(TEXT PASSAGE)

By Joseph Mathieu
The Sports Medicine Clinic at Carleton University officially kicked off its expansive new space on June 10 with an open house.
“We were very happy to celebrate our amazing athletes, patients, clinic staff, therapists and physicians,” said Taryn Taylor, medical director of the clinic and one of five co-owners. “We never cut a ribbon, but I was thrilled with the turnout.”
The grand opening saw patients mingling with physiotherapists, staff with orthopaedic surgeons, and friends with family as they chatted around massage tables and exercise equipment, refreshments in hand.
The private clinic at Carleton provides therapy and treatment for injuries, from sprained ankles to concussions. The clinic, which has operated for almost four decades, was in the Athletics building. Now its health professionals operate out of a 6,500 square foot centre in the Ice House facilities.
In January, the physiotherapy clinic and the sports medicine clinic moved out of their separate areas and amalgamated beside the gymnasium. Finally housed together, the professionals can better serve 500 varsity athletes and another 500 club athletes. Physiotherapists and doctors no longer have to leave their examination areas to consult each other about a certain patient’s care.
According to Bruce Marshall, manager of the clinic’s wellness programs, services will only improve from the combination.

(End TEXT PASSAGE)

WORK INSTRUCTIONS:
**A)** In the article on the Carleton sports medicine clinic, list the groups that Taryn Taylor says were celebrated at the open house.
**B)** Write a continuation of the article on the Carleton sports medicine clinic, starting after its last sentence.

(DATASET EXTRACT)

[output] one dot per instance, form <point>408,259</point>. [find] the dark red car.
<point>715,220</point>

(End DATASET EXTRACT)

RESPONSES BY TASK:
**A)** athletes, patients, clinic staff, therapists, physicians

**B)**
“We’ve always offered fantastic access to sports medicine for athletes,” said Marshall. “Someone injured in the morning will be treated that afternoon.”
Taylor estimates that a third of the clinic’s patients are Carleton students, while two-thirds are from the surrounding community. Treatments range from acupuncture and exercise therapy to manual therapy to rehabilitate joints and muscles. A Carleton student from Ontario and under the age of 19 has his medical and physiotherapy covered by OHIP. Any other treatment can be covered by private health insurance.
Another co-owner is physiotherapist Dave Foley, who used to be a professional soccer player with the Winnipeg Fury until 1991. Earlier this month, the Saint John native was the first-ever soccer athlete inducted into New Brunswick’s Sports Hall of Fame.
“This project has been five years in the making,” said Foley about the clinic’s move. “Thankfully we have great a working relationship with the university. Being this close to the rink and gym, we can add to the student experience of our athletes.”
The clinic’s recent addition of a chiropractor and a sports psychiatrist has boosted the team that already contains nine physiotherapists, eight sport medicine doctors, five orthopaedic surgeons, and two massage therapists. Taylor said they are growing at such a pace that they plan to add another massage therapist before long.
Taylor has a particular interest in collision sports, and she serves as team physician for the Ottawa 67s hockey team. To become a sports medicine physician, she completed a fellowship in sports medicine and joined the Carleton clinic 12 years ago. In 2014 she became a co-owner.
Alongside Foley and Taylor as co-owners are two physiotherapists Wendi Smith and Todd Taylor, both of whom quit their jobs and sold their house in London, Ontario, to join the Carleton Sports Medicine Clinic in Ottawa. The fifth co-owner is Andy Marshall, the head orthopaedic surgeon for the Redblacks and the Carleton men’s football team. Marshall, who operates out of the Monfort hospital, will also be the chief medical officer of the Paralympics in Rio de Janeiro this summer.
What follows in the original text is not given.